Trecho fornecido —
-------

Alguns artistas e produtos culturais ganham um poder simbólico tão grande — para utilizar o termo cunhado pelo sociólogo francês Pierre Bourdieu — que dificilmente o jornalismo cultural pode ignorá-los.
Em agosto, a cantora pop norte-americana Madonna completou 60 anos e virou pauta obrigatória em praticamente todos os veículos de arte e entretenimento no ocidente. Uma oportunidade interessante de analisar como a imprensa cultural constrói, reconstrói e também destrói a imagem de personalidades e produtos na área.
A GloboNews, por exemplo, dedicou uma matéria de quase 10 minutos em seu jornal da manhã à efeméride. Com uma edição caprichada, selecionando clipes de épocas variadas da cantora, a matéria explorou não só os êxitos, não deixando de dizer que, no cinema, ela fez mais fracassos do que sucessos. A matéria também apontou todas as polêmicas envolvendo Madonna, especialmente com a Igreja Católica e os clipes hipersexualizados que foram proibidos. Mas ao fazer isso, mostrou o risco calculado que a cantora tomou e que, a longo prazo, ajudou, e não prejudicou, na construção de seu poder simbólico.

-------

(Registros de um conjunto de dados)
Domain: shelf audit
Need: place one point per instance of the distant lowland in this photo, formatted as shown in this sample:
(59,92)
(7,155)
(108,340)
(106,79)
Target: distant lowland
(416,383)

-------

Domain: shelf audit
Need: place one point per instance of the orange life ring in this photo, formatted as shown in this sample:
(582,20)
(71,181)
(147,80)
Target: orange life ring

-------

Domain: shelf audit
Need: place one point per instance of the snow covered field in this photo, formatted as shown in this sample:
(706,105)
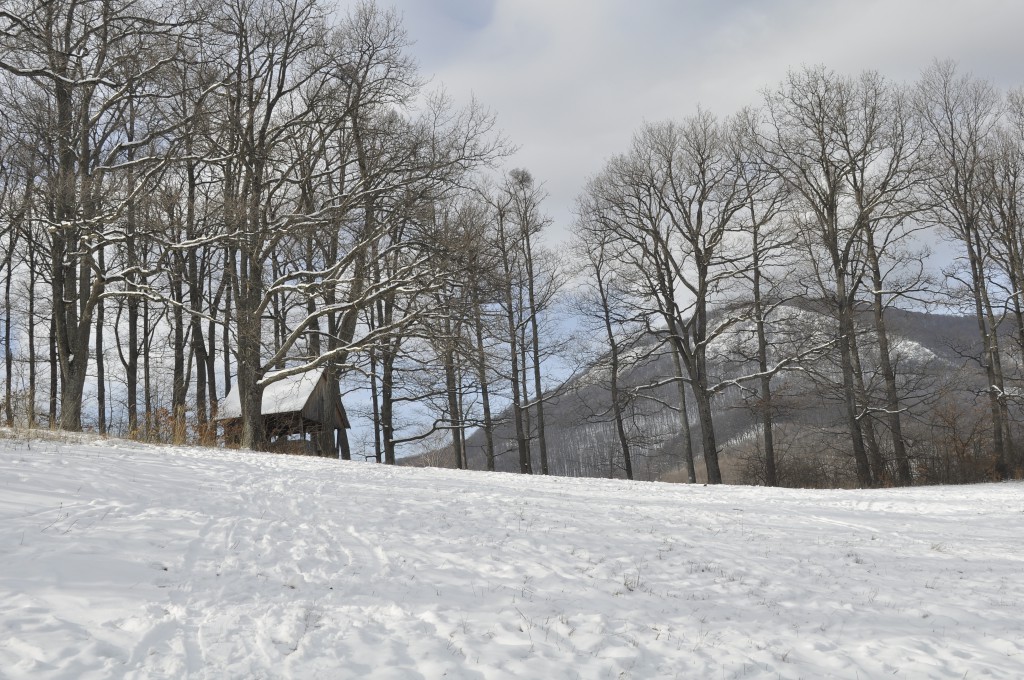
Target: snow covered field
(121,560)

-------

Problema proposto 1 — De acordo com o trecho fornecido, quanto tempo durou a matéria que a GloboNews dedicou à efeméride em seu jornal da manhã?
Problema proposto 2 — Liste todas as ações que, segundo o trecho fornecido, a imprensa cultural realiza sobre a imagem de personalidades e produtos.
Problema proposto 3 — Reescreva o trecho fornecido de "Alguns artistas e" até "cultural pode ignorá-los.", incluindo este último, substituindo "sociólogo" por "pensador".

Resposta completa 1 — A matéria durou quase 10 minutos.

Resposta completa 2 — Constrói, reconstrói e destrói.

Resposta completa 3 —
Alguns artistas e produtos culturais ganham um poder simbólico tão grande — para utilizar o termo cunhado pelo pensador francês Pierre Bourdieu — que dificilmente o jornalismo cultural pode ignorá-los.